Point-per-instance localization data:
--

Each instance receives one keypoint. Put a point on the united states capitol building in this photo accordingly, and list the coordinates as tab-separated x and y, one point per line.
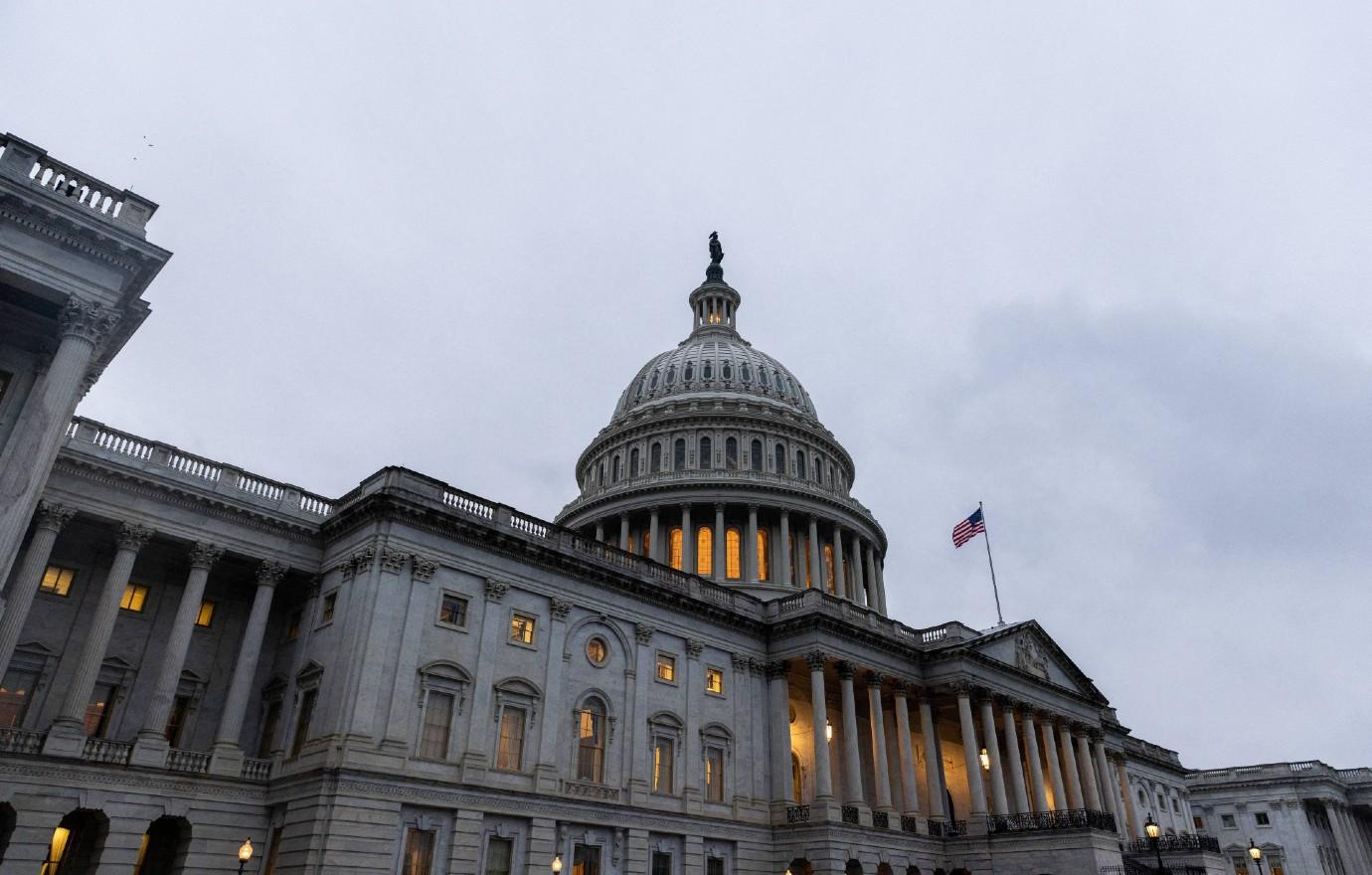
690	671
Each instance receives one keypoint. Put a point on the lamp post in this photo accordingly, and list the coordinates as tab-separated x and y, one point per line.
1154	831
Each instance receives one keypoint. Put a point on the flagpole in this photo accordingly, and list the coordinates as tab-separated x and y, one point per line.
985	534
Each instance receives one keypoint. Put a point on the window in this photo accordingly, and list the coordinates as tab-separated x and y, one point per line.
704	552
57	581
15	694
419	852
667	668
733	550
134	599
714	776
522	628
437	724
451	611
591	742
302	720
664	751
509	755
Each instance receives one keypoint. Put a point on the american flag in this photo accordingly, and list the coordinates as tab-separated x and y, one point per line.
968	528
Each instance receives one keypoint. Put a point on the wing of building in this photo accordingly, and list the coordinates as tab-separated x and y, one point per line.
690	672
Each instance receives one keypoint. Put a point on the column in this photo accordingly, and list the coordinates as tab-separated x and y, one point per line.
909	788
816	570
151	748
970	749
750	548
783	550
1050	748
37	434
819	713
1017	770
997	777
852	759
48	521
778	708
881	769
66	738
1040	797
228	758
1089	773
934	762
840	589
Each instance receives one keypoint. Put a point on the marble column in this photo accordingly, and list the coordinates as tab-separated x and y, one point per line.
852	758
1017	770
881	769
975	790
997	776
48	521
36	438
909	788
819	713
1040	797
151	747
227	758
66	738
934	762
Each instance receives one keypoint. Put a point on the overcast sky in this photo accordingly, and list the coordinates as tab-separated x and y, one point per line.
1104	267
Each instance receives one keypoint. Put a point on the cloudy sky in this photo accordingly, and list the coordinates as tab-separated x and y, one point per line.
1104	267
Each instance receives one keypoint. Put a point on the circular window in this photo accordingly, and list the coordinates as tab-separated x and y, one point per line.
597	651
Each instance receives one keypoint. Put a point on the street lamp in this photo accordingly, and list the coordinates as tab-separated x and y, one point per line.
1152	831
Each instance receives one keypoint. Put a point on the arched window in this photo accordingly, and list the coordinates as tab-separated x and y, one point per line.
704	552
733	553
675	541
591	741
763	565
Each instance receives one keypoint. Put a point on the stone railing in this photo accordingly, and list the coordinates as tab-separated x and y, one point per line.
21	741
28	163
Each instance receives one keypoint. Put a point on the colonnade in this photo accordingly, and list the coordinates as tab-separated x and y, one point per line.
798	550
66	736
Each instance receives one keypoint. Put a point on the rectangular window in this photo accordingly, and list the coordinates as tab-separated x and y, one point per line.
500	856
97	711
15	694
134	599
715	680
419	852
522	628
451	611
714	774
667	667
511	753
57	581
437	726
302	722
663	763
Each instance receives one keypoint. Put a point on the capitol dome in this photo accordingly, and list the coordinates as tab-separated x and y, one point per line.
715	462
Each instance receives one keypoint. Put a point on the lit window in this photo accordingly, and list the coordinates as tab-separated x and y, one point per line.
134	597
715	680
667	667
451	611
57	581
522	628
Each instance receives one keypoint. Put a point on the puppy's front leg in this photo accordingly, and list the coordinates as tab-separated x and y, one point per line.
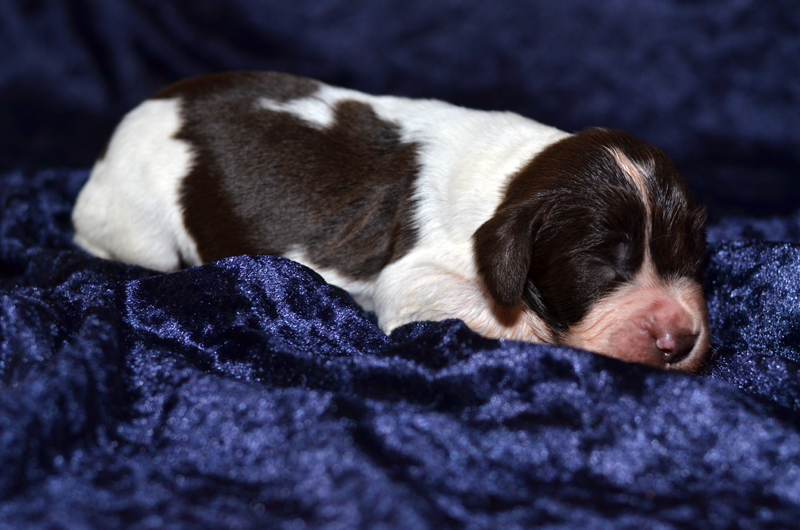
430	292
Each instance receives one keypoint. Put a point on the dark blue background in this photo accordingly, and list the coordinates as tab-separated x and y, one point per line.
249	394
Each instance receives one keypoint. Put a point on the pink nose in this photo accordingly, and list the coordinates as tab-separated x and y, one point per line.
671	330
675	346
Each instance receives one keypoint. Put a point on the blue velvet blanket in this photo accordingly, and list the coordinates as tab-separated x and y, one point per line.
248	393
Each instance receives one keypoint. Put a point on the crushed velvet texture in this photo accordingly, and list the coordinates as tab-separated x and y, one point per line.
249	394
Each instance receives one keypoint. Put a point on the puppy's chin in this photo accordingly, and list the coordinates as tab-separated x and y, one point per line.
649	322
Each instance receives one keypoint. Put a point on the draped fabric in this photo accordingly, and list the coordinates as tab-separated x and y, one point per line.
247	393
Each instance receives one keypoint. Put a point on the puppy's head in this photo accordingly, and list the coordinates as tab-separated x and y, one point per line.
600	239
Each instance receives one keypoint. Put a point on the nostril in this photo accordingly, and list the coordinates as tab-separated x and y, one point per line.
676	346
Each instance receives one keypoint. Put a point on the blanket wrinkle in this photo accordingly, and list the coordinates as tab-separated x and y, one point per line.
248	393
250	389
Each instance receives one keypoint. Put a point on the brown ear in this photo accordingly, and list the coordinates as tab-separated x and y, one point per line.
503	247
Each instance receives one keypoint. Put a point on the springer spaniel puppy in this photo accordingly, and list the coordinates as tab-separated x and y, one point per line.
420	209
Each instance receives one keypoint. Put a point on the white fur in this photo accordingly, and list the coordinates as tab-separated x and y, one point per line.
467	158
129	208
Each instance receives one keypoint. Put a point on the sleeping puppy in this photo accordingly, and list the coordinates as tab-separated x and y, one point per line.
420	209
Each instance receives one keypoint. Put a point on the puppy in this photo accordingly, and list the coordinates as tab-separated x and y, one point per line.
420	209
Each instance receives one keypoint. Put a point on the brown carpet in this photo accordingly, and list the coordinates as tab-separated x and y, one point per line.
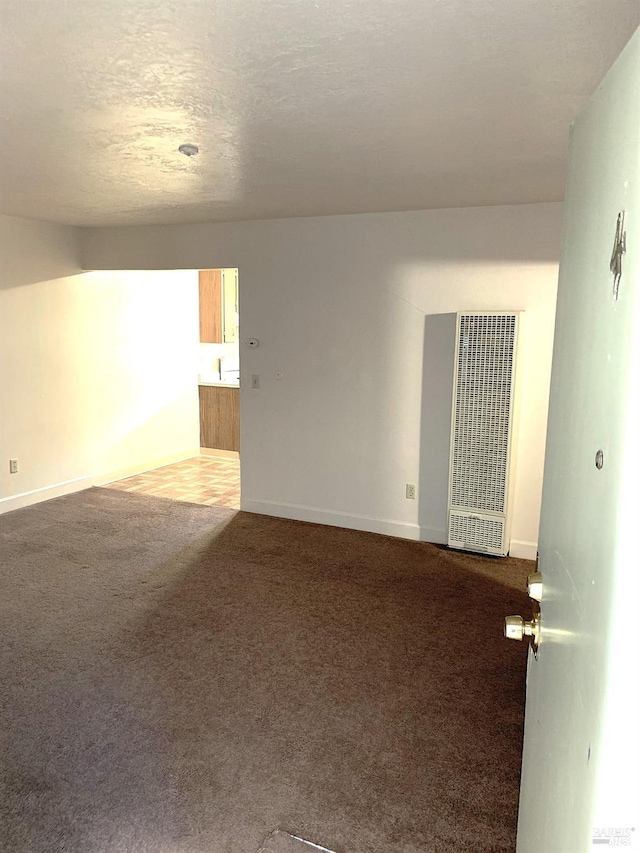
181	678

--

• **Action item**: Once the pictures are set aside, please output all the data word for word.

• **Reply**:
Each instance receives one keypoint. Put a point on the united states capitol building in this photo accordingly, and list the coordinates as tab-separated x and y, one point per line.
690	671
Each instance receives one keypoint. Put a point on the lamp post in this photo accordingly, and list the coordinates as tab-separated x and y, one point per line.
1154	831
Each instance receives one keypoint. Put a point on the flagpole in this photo accordingly, and list the coordinates as tab-separated x and y, one point per line.
985	534
Each instance receives one keypoint. Put a point on the window in this photo accordingly, and list the coordinates as tab-separated x and y, one point per line.
704	552
57	581
15	694
419	852
667	668
733	550
134	599
714	776
522	628
437	724
451	611
591	742
302	720
664	751
509	755
Each instance receives one keypoint. Put a point on the american flag in this photo accordingly, and list the coordinates as tab-separated x and y, one point per line.
968	528
Each instance receives one keypoint. Put a point on the wing of building in this photo accordingly, and list the coordinates as tab-separated x and y, one point per line.
690	672
Each instance receives one keypoint. Put a point on the column in this photo accordingly, and list the coordinates as tab-separated x and y, one point per line.
909	788
816	570
151	748
970	749
750	548
783	550
1050	748
37	434
819	713
1017	770
997	777
852	759
48	521
778	708
881	769
66	738
1040	797
228	758
1089	773
934	762
840	589
Each instance receives one keypoint. Put a point on the marble column in this photo accordingly, and list the coordinates as tab-separated x and y, one point per line.
852	758
1017	770
881	769
975	790
997	776
48	521
36	438
909	788
819	713
1040	797
151	747
227	758
66	738
934	762
Each instance receives one keypoint. Put a point on the overcast sky in this photo accordingly, and list the coordinates as tab-separated x and y, one point per line.
1104	267
Each instance receives one keypoint. Put a point on the cloudy sky in this photo accordingly, and list the coordinates as tab-separated x and y, one point per line.
1104	267
Each instance receives one keypoint. Put a point on the circular window in this photo accordingly, and list the coordinates as tab-separated x and y, one point per line.
597	651
Each instance receives one keypoint. Put a point on the street lamp in this photo accordingly, and list the coordinates as tab-separated x and y, one point per line.
1152	831
Each instance receives one keypoint. Put a point on the arched window in this photo accordingly, and list the coordinates as tab-separated x and y, one point per line.
704	552
733	553
675	541
591	741
763	565
Each instance receives one keypoint. Put a point on the stone railing in this photo accordingly, and list the coordinates as tab-separated x and y, one point per line.
21	741
28	163
Each instance receives one keypoint. Put a point on the colonnade in this photo accordingly, and list the coordinates as tab-separated x and y, one point per line.
798	550
66	736
Each instance receives one keypoint. Put a point on the rectangular window in this photo accordingly, and list the coordinates as tab-separated x and y, one point per line.
500	856
97	711
15	694
134	599
715	680
419	852
522	628
451	611
714	774
667	667
511	753
57	581
437	726
302	722
663	763
Each instance receives one keypoint. Put a point on the capitol dome in this photo accordingly, and list the coordinates as tab-separated x and y, one point per line.
715	462
Each instance receives one keypoint. Put a point on the lit window in this photo accordingly, and list the coordinates as tab-separated x and y, one point per line.
134	597
715	680
667	667
451	611
57	581
522	628
Each instance receives one keypoint. Put a point on the puppy's front leg in this photo accordingly, and list the coordinates as tab-separated x and y, one point per line.
430	292
Each instance receives one keypoint. Put a point on the dark blue background in this photo accordingly, and list the coordinates as tab-separated x and y, one point per line.
249	394
Each instance receives one keypoint. Put a point on the pink nose in this photo accordingly, and list the coordinates as tab-separated x and y, one point per line.
671	330
675	346
Each instance receives one keypoint. Put a point on the blue velvet blanket in this photo accordingly, and list the coordinates as tab-separated x and y, one point per line.
248	393
Each instance receives one keypoint. Put a point on the crushed velvet texture in this photo accordingly, and list the coordinates as tab-separated x and y, one point per line.
249	394
Each instance receives one keypoint. Put a point on the puppy's chin in this photo accordingly, and list the coordinates as tab-separated x and y, one point per line.
649	322
Each instance receives one keypoint. Put a point on the draped fabric in this photo accordingly, and list the coordinates as tab-separated x and y, one point per line.
247	393
Each instance receives one keypoint. Put a point on the puppy's head in this photo accordingly, and list the coordinates as tab-separated x and y, one point per line.
600	239
Each instance receives one keypoint. Put a point on the nostril in this photo accordingly, and list the coordinates as tab-separated x and y, one point per line.
676	346
Each instance receives one keypoint. Put a point on the blanket wrinkle in this photo accordingly, and list the coordinates as tab-separated x and y, one point per line.
248	393
250	389
Each instance receives one keypoint. Put a point on the brown ear in this photo accordingly, and list the coordinates as tab-separated x and y, one point per line.
503	247
Each instance receives one keypoint. Put a point on the springer spaniel puppy in this photo accordingly, and list the coordinates as tab-separated x and y, one point per line.
420	209
Each instance receives one keypoint. Put a point on the white fur in this photo accordingly, and list the coordinates as tab-separated x and y, one point per line.
467	158
129	208
Each instance receives one keypoint. Put a point on the sleeping puppy in this photo accordingly, and list the coordinates as tab-separated x and y, one point per line.
420	209
Each instance receives one keypoint. Put a point on the puppy in this photo accordingly, and list the coordinates as tab-separated x and y, one point per line.
420	209
Each instance receives one keypoint. Put a point on the brown carpet in this photo accordingly, and list the coordinates as tab-separated x and y, one point per line.
181	678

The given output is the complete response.